**Tugas Tertulis 1**
Tentukan apakah setiap pernyataan berikut sesuai dengan kutipan tentang lagu Genjer-genjer: (a) Njoto singgah di Banyuwangi ketika sedang menuju Bali; (b) cerita tersebut berawal pada tahun 1965; (c) Muhammad Arif termasuk seniman Banyuwangi yang diajak Njoto bergabung dengan Lekra. Jawab ya atau tidak untuk masing-masing, disertai kata-kata penentu dari kutipan yang dikutip persis.
**Tugas Tertulis 2**
Tolong terjemahkan kalimat dari kutipan tentang lagu Genjer-genjer ini ke dalam bahasa Inggris: "Sampai akhirnya Njoto menggandeng para seniman Banyuwangi, termasuk Muhammad Arif, untuk bergabung bersama Lekra."

**Kutipan Teks**

....

Cerita berawal pada tahun 1962 saat Njoto , seniman dan
salah satu aktivis Lekra yang juga simpatisan PKI,
mampir ke Banyuwangi, saat dalam perjalanan menuju
Bali. Saat itu lagu “genjer –genjer” ditampilkan oleh
para seniman Banyuwangi untuk menghiburnya. Njoto
yang memang berjiwa seni tinggi, memiliki naluri bahwa
lagu ini akan banyak disukai masyarakat Indonesia
kedepannya, selain daripada lirik lagu ini yang memang
mewakili keadaan bangsa Indonesia saat itu.
Sampai akhirnya Njoto menggandeng para seniman
Banyuwangi, termasuk Muhammad Arif, untuk bergabung
bersama Lekra. Sejak digandeng Lekra, “seni
Banyuwangi”an semakin dikenal luas. Banyak lagu-lagu
Banyuwangi yang sering dinyanyikan di acara – acara
PKI dalam berbagai macam kesempatan. Termasuk lagu
Genjer-genjer, juga lagu lainnya seperti lagu Nandur
Jagung dan lagu Sekolah.

....

[Item dataset tentang lokasi objek]
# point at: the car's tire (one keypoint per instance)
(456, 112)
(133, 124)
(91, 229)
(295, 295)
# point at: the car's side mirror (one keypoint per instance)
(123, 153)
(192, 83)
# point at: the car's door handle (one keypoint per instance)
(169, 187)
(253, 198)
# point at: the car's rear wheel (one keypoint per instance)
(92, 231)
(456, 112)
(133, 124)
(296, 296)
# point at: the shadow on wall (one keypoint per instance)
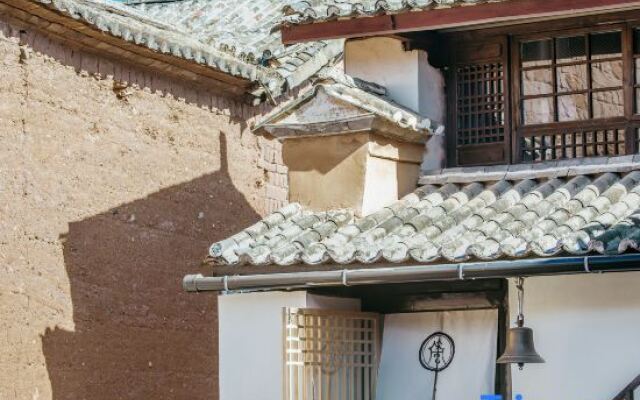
(137, 334)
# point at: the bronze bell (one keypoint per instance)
(520, 349)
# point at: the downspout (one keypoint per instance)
(414, 273)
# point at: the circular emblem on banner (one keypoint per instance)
(437, 351)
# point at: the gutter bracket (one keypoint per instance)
(344, 277)
(460, 272)
(225, 282)
(587, 269)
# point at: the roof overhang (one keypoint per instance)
(333, 108)
(449, 18)
(413, 273)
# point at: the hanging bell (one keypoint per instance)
(520, 349)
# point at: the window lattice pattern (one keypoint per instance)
(574, 144)
(330, 355)
(480, 104)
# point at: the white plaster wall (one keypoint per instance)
(472, 370)
(250, 335)
(383, 61)
(251, 340)
(588, 330)
(410, 81)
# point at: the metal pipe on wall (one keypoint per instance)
(415, 273)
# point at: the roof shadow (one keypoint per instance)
(137, 334)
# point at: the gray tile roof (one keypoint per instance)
(238, 38)
(366, 96)
(310, 11)
(589, 213)
(246, 30)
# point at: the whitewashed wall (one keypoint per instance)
(410, 81)
(588, 330)
(401, 377)
(251, 341)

....

**Jawaban Tugas 1**
(a) Ya: "mampir ke Banyuwangi, saat dalam perjalanan menuju Bali"
(b) Tidak: "Cerita berawal pada tahun 1962"
(c) Ya: "termasuk Muhammad Arif, untuk bergabung bersama Lekra"

**Jawaban Tugas 2**
Eventually, Njoto brought in the Banyuwangi artists, including Muhammad Arif, to join Lekra.